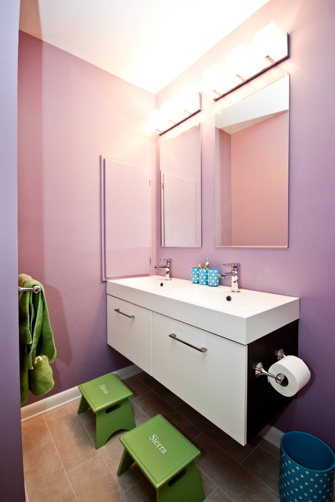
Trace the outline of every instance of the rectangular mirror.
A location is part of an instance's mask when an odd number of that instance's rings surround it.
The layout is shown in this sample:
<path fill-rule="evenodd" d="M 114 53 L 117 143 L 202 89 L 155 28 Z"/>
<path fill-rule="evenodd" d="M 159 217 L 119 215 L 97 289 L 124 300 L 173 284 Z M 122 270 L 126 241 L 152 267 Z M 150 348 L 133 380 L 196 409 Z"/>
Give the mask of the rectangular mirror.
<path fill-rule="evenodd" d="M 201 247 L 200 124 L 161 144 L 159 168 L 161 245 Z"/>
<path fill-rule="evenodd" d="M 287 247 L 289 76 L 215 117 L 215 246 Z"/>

================================

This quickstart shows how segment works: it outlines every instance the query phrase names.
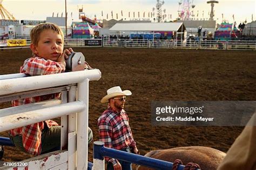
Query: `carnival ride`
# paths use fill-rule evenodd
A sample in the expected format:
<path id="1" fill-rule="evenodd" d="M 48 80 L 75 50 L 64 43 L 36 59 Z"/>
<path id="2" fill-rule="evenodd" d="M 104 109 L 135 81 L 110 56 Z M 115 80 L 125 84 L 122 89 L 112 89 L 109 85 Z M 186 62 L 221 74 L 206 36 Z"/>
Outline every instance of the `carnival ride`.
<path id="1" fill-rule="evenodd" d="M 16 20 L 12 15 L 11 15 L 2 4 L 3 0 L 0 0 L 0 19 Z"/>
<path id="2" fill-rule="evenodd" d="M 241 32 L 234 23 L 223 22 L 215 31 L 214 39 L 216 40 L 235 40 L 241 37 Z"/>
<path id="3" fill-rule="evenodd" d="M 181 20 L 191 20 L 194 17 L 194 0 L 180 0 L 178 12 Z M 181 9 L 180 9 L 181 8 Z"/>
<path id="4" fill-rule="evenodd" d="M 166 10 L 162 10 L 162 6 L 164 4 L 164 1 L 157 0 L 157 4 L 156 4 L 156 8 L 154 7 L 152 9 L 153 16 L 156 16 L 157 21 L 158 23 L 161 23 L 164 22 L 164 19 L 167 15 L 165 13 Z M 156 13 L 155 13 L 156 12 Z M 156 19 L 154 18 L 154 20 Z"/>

================================

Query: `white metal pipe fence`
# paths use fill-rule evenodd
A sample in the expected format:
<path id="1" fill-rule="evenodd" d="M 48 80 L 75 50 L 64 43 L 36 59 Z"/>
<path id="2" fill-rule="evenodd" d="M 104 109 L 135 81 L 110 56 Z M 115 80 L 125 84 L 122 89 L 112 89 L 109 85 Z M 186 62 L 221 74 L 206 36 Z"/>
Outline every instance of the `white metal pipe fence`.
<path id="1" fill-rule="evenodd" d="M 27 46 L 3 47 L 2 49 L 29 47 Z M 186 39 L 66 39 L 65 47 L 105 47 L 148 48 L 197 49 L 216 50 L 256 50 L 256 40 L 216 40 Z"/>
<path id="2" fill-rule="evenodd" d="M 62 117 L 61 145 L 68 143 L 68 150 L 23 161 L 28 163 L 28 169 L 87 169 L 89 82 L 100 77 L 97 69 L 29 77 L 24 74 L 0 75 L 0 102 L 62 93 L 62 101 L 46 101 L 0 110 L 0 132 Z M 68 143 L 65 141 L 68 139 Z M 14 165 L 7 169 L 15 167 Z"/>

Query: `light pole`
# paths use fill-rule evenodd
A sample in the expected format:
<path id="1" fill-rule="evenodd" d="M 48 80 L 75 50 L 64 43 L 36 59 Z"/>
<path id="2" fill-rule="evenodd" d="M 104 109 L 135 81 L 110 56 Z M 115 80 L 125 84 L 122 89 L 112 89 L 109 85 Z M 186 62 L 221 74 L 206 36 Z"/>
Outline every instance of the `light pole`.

================================

WORK TO COMPLETE:
Switch "rectangular mirror" to "wall mirror" in the material, starting at the line that has "Trace the outline" and stopping after the line that has "287 247 L 289". Give back only those lines, changed in no other way.

FULL SOLUTION:
Trace the outline of every instance of the wall mirror.
A location is part of an instance's mask when an odd number of that instance's rings surround it.
The layout is shown in this sample:
<path fill-rule="evenodd" d="M 114 53 L 117 143 L 202 89 L 155 28 Z"/>
<path fill-rule="evenodd" d="M 159 217 L 119 215 L 97 289 L 124 300 L 173 284 Z M 122 270 L 126 241 L 152 267 Z M 150 348 L 133 380 L 196 409 Z"/>
Give the mask of the wall mirror.
<path fill-rule="evenodd" d="M 201 247 L 200 124 L 161 144 L 159 168 L 161 245 Z"/>
<path fill-rule="evenodd" d="M 287 247 L 289 76 L 215 117 L 215 246 Z"/>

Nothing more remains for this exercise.